### Task inputs:
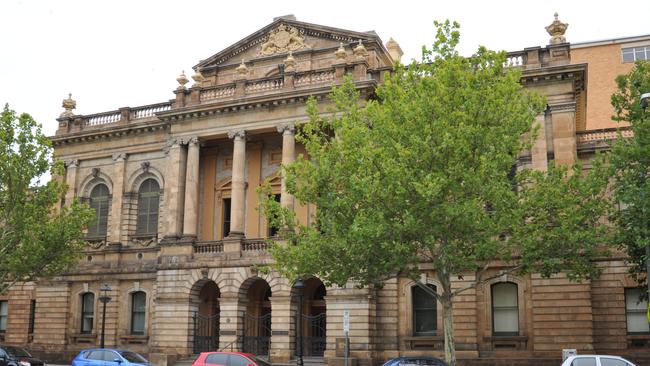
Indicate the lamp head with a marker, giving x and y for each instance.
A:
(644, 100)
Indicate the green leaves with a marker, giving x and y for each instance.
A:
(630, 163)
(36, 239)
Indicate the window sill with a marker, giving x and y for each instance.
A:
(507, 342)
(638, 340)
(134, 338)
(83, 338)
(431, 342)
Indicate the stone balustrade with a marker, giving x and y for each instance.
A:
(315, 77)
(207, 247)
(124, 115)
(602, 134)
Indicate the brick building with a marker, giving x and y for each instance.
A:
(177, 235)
--
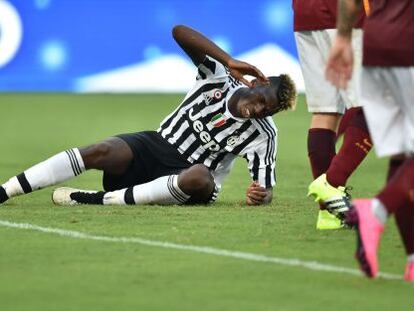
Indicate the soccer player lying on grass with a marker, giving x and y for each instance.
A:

### Directions:
Could you work out how many lines in the records include "marker"? Answer with the number only.

### Completed task:
6